Aufgabenstellung -> Gib bitte eine Passage aus dem Text über Bisphenole in Pizzakartons wörtlich wieder. Beginne bei den Worten „Bisher war Bisphenol“ und höre nach „ähnliche Eigenschaften hat.“ auf.

Daniela Gschweng /  Ohne gesundheitsgefährdende Bisphenole geniesst es sich nur bei Pizza Hut. Andere Pizzakartons im Test waren deutlich belastet.

Bisher war Bisphenol A oder BPA eher ein Thema in den Beschichtungen von Konservendosen. «Öko-Test» fand die hormonaktive Chemikalie bereits in hohen Mengen in Dosentomaten und -mais. Nun haben die Testerinnen und Tester BPA auch in Pizzaboxen gefunden – in teilweise sehr hohen Mengen.

Das Pseudoöstrogen, das als Grundstoff von Polycarbonat (PC), in Klebern und Beschichtungen verwendet wird, wurde wegen seiner hormonähnlichen, krebserregenden und fortpflanzungsschädlichen Eigenschaften in vielen Anwendungen Stück für Stück verboten. Vor einigen Jahren stellte sich heraus, dass BPA auch das Immunsystem stört. Ersetzt wurde die Chemikalie oft durch Bisphenol S (BPS), das ähnliche Eigenschaften hat.

Datensatz ->
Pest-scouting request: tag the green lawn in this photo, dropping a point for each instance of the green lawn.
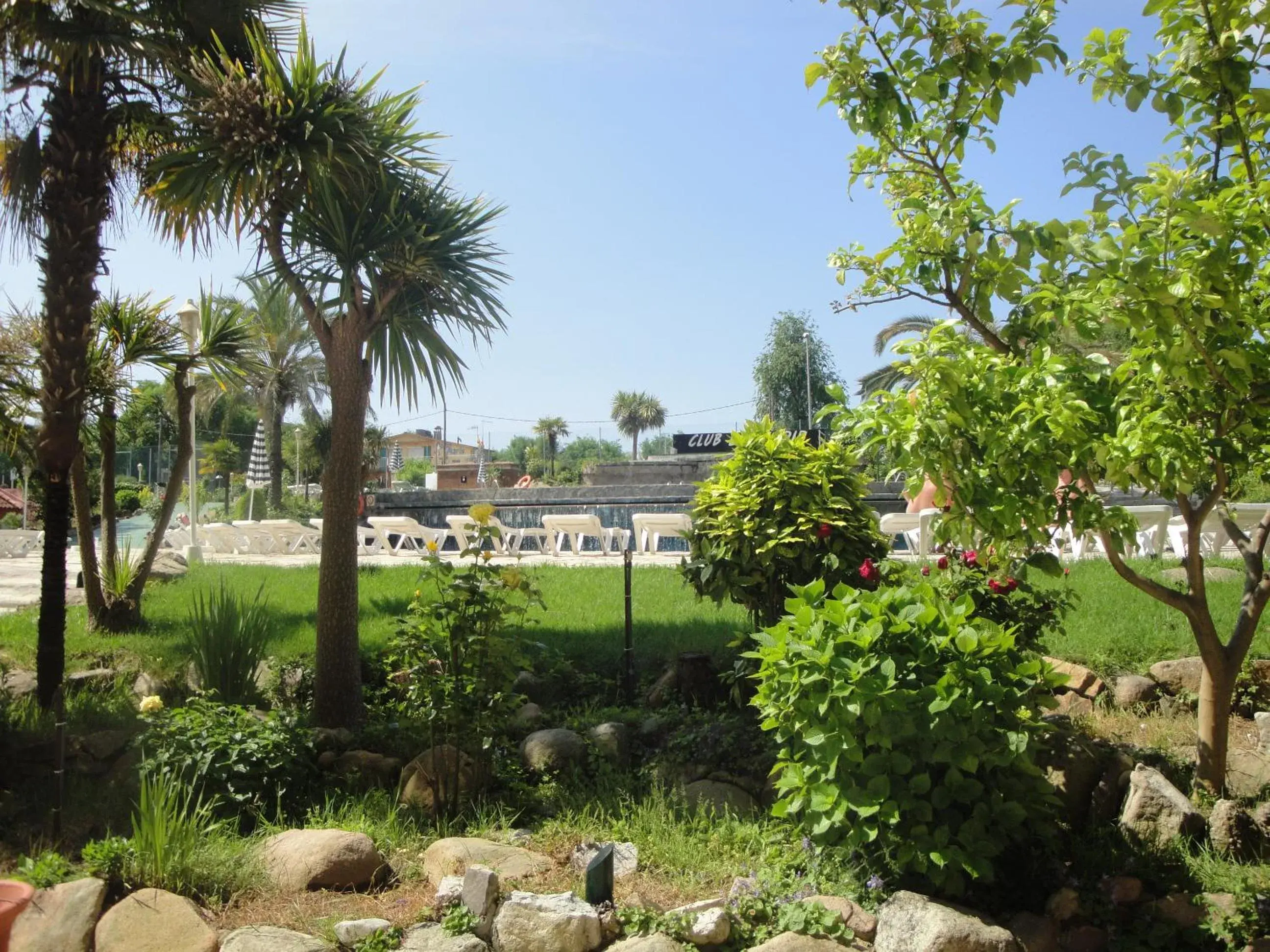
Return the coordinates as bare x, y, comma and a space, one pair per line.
1113, 629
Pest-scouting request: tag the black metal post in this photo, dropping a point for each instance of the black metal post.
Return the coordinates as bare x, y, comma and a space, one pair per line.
629, 659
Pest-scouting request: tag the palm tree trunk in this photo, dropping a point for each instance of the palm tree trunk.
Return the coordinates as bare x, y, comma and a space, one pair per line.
337, 680
74, 209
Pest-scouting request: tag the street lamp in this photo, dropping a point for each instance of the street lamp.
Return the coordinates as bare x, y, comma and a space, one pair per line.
190, 322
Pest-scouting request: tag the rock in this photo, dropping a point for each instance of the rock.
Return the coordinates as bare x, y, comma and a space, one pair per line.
1080, 680
353, 931
797, 942
861, 922
60, 919
719, 798
1122, 890
1034, 933
1180, 909
1232, 831
556, 749
1074, 705
612, 740
657, 942
910, 921
1247, 772
1109, 791
434, 938
450, 890
1156, 810
305, 860
454, 855
625, 858
481, 897
557, 923
154, 921
1180, 676
1063, 904
710, 928
20, 683
1133, 690
271, 938
436, 772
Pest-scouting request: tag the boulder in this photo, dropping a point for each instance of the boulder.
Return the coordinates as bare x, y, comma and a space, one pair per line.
454, 855
612, 740
353, 931
719, 798
1156, 810
272, 938
860, 921
154, 921
1133, 690
60, 919
625, 858
1179, 676
910, 921
435, 772
434, 938
1231, 829
556, 749
557, 923
304, 860
1247, 772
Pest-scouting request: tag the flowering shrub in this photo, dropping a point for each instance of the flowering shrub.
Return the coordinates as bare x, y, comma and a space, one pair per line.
779, 512
907, 729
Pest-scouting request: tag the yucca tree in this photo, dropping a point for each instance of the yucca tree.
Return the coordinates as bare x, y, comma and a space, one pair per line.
553, 429
87, 84
634, 413
291, 371
385, 261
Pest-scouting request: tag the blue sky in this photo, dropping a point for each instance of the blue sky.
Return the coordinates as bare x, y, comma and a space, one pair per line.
670, 186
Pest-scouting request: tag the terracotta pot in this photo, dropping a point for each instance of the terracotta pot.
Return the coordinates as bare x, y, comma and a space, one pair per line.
14, 897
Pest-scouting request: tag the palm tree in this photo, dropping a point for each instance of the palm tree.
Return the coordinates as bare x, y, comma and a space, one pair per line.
291, 368
635, 413
101, 74
351, 211
552, 429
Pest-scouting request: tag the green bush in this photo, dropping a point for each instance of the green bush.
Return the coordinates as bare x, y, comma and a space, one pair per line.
779, 513
226, 638
232, 754
907, 729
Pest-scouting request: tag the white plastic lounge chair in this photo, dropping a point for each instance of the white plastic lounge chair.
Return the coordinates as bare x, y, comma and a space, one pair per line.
576, 527
411, 535
651, 527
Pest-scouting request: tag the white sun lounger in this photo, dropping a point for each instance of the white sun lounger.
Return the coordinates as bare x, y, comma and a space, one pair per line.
576, 527
412, 536
651, 527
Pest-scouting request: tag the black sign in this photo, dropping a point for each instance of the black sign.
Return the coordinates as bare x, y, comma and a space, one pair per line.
722, 442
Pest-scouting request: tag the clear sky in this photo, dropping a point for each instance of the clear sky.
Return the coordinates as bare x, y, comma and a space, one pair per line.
670, 186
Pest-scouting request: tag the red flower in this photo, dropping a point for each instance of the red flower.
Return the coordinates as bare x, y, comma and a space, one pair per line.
868, 571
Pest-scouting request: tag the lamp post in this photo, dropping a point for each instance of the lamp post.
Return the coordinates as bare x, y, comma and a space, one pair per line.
188, 316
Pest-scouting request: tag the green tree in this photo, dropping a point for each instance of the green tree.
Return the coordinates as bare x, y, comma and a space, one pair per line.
634, 413
356, 217
552, 429
782, 371
1174, 260
87, 88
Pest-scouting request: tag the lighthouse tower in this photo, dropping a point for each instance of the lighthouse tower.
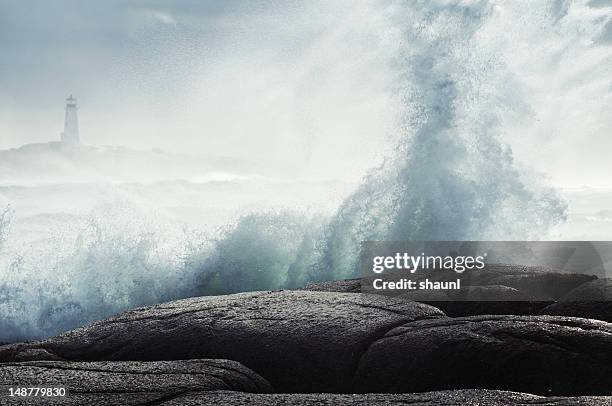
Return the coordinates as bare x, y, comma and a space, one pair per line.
71, 122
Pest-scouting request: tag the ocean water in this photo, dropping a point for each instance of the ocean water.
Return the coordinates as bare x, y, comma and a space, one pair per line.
463, 78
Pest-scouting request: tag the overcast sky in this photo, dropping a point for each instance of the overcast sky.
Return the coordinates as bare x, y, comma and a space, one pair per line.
307, 86
291, 83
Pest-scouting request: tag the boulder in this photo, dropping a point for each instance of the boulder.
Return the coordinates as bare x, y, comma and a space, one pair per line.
121, 382
470, 397
535, 354
591, 300
344, 286
300, 341
479, 300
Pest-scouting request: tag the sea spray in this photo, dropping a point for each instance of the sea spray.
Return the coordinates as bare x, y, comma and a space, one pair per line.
452, 178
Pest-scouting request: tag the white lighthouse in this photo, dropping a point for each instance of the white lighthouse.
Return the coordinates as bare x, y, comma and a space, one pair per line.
71, 122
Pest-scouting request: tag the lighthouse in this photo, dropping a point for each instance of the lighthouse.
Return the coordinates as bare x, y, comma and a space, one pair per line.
71, 122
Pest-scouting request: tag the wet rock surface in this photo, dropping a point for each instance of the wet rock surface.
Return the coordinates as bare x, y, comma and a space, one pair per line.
538, 354
590, 300
300, 341
119, 382
444, 398
288, 347
470, 397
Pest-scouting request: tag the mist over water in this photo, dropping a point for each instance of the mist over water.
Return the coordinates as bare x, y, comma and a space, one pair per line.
458, 92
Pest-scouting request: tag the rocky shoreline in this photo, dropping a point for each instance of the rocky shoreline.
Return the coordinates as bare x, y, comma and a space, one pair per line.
330, 344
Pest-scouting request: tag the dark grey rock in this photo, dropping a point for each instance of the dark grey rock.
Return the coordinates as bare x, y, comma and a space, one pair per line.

Schriftliche Antwort ->
Bisher war Bisphenol A oder BPA eher ein Thema in den Beschichtungen von Konservendosen. «Öko-Test» fand die hormonaktive Chemikalie bereits in hohen Mengen in Dosentomaten und -mais. Nun haben die Testerinnen und Tester BPA auch in Pizzaboxen gefunden – in teilweise sehr hohen Mengen.

Das Pseudoöstrogen, das als Grundstoff von Polycarbonat (PC), in Klebern und Beschichtungen verwendet wird, wurde wegen seiner hormonähnlichen, krebserregenden und fortpflanzungsschädlichen Eigenschaften in vielen Anwendungen Stück für Stück verboten. Vor einigen Jahren stellte sich heraus, dass BPA auch das Immunsystem stört. Ersetzt wurde die Chemikalie oft durch Bisphenol S (BPS), das ähnliche Eigenschaften hat.